• [Task objective]: After locating the line with "Where can the tree", retype it and every later line exactly, stopping at the end of the records.

Dataset entries:
↓↓↓
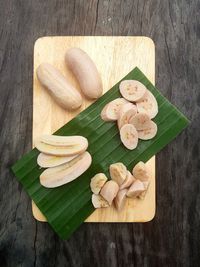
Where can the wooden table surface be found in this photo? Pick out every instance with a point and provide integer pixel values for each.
(173, 237)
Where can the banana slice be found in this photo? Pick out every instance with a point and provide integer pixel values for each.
(126, 112)
(118, 172)
(62, 145)
(148, 104)
(99, 202)
(120, 199)
(46, 161)
(66, 172)
(128, 181)
(132, 90)
(129, 136)
(146, 186)
(148, 133)
(141, 121)
(136, 189)
(97, 182)
(109, 191)
(111, 111)
(141, 172)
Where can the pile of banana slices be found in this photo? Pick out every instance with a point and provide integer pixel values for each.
(123, 184)
(65, 157)
(133, 113)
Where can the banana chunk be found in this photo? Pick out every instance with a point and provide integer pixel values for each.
(126, 112)
(148, 104)
(129, 136)
(97, 182)
(120, 199)
(67, 172)
(146, 186)
(141, 121)
(148, 133)
(61, 145)
(136, 189)
(99, 202)
(141, 172)
(118, 172)
(109, 191)
(128, 181)
(46, 161)
(132, 90)
(111, 110)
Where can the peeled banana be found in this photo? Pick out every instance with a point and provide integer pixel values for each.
(66, 172)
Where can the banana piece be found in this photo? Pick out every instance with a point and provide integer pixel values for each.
(66, 172)
(120, 199)
(56, 140)
(126, 112)
(128, 181)
(99, 202)
(148, 133)
(46, 161)
(146, 186)
(136, 189)
(141, 121)
(109, 191)
(118, 172)
(97, 182)
(111, 111)
(129, 136)
(148, 104)
(141, 172)
(132, 90)
(61, 145)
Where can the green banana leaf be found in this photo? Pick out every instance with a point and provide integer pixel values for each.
(66, 207)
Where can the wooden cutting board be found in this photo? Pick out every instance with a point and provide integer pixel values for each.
(114, 58)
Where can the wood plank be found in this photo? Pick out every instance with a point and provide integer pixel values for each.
(114, 57)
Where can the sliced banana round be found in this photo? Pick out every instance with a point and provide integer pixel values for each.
(129, 136)
(132, 90)
(136, 189)
(120, 199)
(109, 191)
(148, 104)
(67, 172)
(47, 161)
(146, 186)
(126, 112)
(141, 172)
(61, 145)
(141, 121)
(97, 182)
(111, 111)
(128, 181)
(99, 202)
(118, 172)
(148, 133)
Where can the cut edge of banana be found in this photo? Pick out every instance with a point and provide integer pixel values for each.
(133, 112)
(123, 185)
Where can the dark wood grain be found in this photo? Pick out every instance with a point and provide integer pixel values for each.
(173, 237)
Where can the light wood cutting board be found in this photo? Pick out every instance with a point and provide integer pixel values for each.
(114, 58)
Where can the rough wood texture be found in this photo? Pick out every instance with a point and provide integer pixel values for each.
(108, 53)
(173, 237)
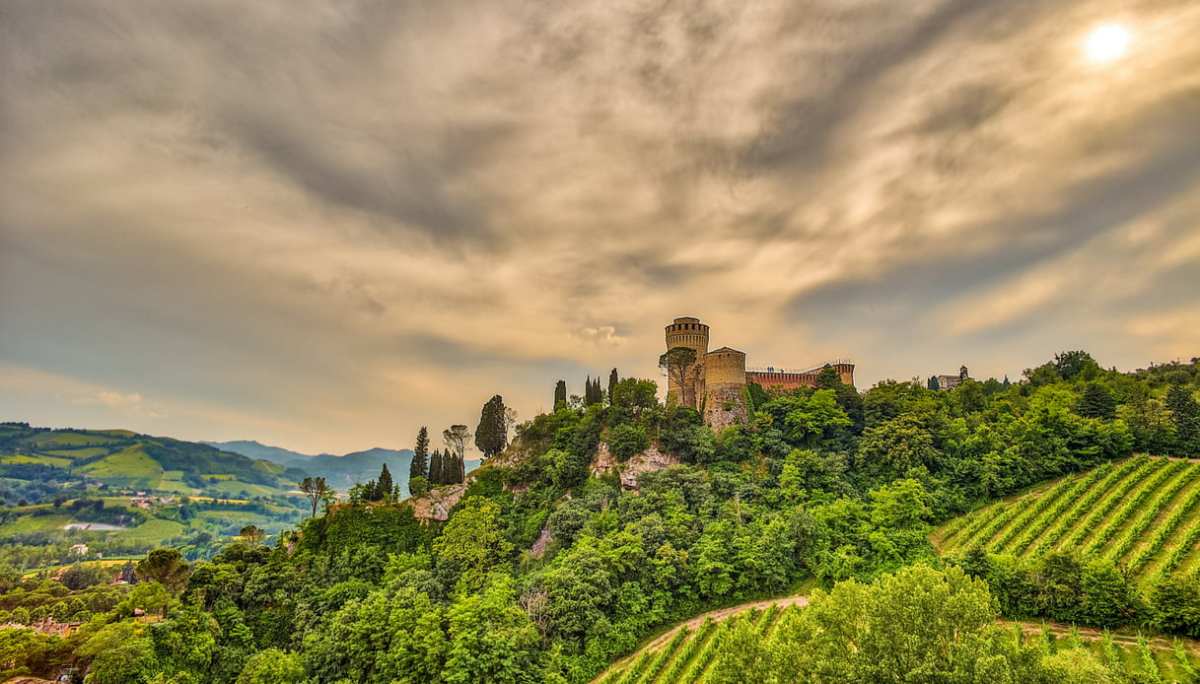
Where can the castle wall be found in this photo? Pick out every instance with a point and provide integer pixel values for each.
(725, 381)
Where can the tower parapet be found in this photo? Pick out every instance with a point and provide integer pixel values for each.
(689, 333)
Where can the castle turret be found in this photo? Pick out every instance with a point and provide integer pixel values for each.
(725, 383)
(689, 333)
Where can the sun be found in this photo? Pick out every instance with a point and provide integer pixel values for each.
(1107, 43)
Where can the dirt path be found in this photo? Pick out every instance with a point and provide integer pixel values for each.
(696, 622)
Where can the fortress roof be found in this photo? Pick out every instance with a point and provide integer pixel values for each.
(726, 349)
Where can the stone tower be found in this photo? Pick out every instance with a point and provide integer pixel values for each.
(725, 388)
(690, 333)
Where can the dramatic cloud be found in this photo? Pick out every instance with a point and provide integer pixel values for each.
(325, 223)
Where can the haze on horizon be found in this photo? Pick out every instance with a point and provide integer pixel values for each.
(321, 225)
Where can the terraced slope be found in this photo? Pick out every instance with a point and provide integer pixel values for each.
(685, 653)
(1143, 513)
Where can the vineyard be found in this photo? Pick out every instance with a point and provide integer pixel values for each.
(687, 654)
(1143, 513)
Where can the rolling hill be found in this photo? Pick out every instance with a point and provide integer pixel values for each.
(685, 653)
(1141, 513)
(72, 459)
(341, 472)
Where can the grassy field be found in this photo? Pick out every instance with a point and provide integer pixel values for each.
(1143, 513)
(131, 465)
(685, 654)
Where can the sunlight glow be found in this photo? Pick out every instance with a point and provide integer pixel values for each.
(1107, 43)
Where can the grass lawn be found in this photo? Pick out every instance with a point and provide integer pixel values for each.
(58, 462)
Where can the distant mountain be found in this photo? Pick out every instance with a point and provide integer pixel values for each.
(258, 450)
(127, 460)
(341, 472)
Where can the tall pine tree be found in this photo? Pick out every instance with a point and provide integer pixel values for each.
(492, 435)
(420, 465)
(384, 486)
(559, 395)
(436, 467)
(1186, 415)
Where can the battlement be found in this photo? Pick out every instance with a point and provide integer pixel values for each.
(714, 384)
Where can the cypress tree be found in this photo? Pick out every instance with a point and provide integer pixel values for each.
(420, 465)
(492, 435)
(436, 467)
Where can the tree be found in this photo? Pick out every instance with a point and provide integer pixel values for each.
(491, 436)
(437, 468)
(473, 543)
(316, 490)
(252, 534)
(384, 486)
(559, 395)
(1097, 402)
(1186, 415)
(1072, 365)
(166, 567)
(119, 653)
(677, 363)
(420, 465)
(455, 438)
(273, 666)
↑↑↑
• [Solution to this problem]:
Where can the tree be found in this photo? Pick out every instance with a point and provide integer pixel values for each.
(491, 436)
(437, 468)
(473, 543)
(316, 490)
(252, 534)
(384, 486)
(559, 395)
(1097, 402)
(1186, 415)
(1072, 365)
(166, 567)
(119, 653)
(677, 363)
(420, 465)
(455, 438)
(273, 666)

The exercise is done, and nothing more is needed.